▸ What to work on
Using the records that follow, tally the lines containing the word "shirt" and state only the count.

[[ Source material, beginning ]]

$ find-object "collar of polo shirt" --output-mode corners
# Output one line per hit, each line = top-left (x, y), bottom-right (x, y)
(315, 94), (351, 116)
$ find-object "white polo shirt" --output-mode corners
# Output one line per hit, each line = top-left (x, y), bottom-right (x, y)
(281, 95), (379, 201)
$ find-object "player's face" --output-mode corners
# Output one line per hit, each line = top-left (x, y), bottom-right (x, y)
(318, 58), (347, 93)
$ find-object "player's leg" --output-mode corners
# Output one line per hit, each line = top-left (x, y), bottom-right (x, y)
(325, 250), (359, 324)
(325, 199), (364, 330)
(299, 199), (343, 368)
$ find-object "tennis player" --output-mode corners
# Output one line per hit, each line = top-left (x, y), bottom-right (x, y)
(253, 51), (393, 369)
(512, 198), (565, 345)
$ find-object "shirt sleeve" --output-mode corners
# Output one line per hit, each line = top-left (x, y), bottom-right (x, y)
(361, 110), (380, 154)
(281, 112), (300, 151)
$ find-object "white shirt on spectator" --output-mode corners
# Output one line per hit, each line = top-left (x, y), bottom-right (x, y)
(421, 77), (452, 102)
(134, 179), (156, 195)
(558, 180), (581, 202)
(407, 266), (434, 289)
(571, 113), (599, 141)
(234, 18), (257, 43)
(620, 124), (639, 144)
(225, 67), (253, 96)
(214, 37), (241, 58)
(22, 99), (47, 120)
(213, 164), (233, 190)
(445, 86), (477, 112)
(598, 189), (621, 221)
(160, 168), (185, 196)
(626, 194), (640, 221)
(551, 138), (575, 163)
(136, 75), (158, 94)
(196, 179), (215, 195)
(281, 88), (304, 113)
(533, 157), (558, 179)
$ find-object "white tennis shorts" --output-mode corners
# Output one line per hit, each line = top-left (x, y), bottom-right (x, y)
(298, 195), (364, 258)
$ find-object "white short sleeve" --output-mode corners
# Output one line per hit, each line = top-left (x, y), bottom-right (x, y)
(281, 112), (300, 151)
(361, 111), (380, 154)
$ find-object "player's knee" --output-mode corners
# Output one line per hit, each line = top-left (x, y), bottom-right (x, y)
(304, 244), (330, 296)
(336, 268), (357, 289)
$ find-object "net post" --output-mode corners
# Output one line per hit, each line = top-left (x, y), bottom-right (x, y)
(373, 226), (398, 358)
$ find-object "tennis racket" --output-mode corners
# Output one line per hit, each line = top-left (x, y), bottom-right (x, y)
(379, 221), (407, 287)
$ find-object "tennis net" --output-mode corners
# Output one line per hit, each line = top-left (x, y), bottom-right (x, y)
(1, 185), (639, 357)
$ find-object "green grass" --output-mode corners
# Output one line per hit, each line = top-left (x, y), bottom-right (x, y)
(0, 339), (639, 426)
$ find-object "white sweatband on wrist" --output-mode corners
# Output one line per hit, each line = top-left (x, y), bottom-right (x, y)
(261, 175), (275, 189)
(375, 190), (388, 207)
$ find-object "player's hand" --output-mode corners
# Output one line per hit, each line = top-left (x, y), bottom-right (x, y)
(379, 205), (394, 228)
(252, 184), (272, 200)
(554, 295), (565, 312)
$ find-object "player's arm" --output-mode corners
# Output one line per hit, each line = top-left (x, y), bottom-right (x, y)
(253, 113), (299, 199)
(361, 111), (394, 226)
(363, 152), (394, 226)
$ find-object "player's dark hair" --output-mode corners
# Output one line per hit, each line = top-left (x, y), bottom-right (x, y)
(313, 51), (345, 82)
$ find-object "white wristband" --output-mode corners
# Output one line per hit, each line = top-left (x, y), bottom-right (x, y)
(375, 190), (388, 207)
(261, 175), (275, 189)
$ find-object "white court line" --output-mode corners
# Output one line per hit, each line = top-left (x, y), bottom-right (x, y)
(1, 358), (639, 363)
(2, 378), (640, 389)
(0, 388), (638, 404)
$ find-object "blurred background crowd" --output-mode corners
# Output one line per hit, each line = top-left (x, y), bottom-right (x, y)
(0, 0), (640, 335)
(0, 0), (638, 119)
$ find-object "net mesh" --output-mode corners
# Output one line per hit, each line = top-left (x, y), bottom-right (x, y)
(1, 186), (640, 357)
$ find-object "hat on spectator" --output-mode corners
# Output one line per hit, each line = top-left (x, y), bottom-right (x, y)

[[ Source material, end ]]

▸ Your response
4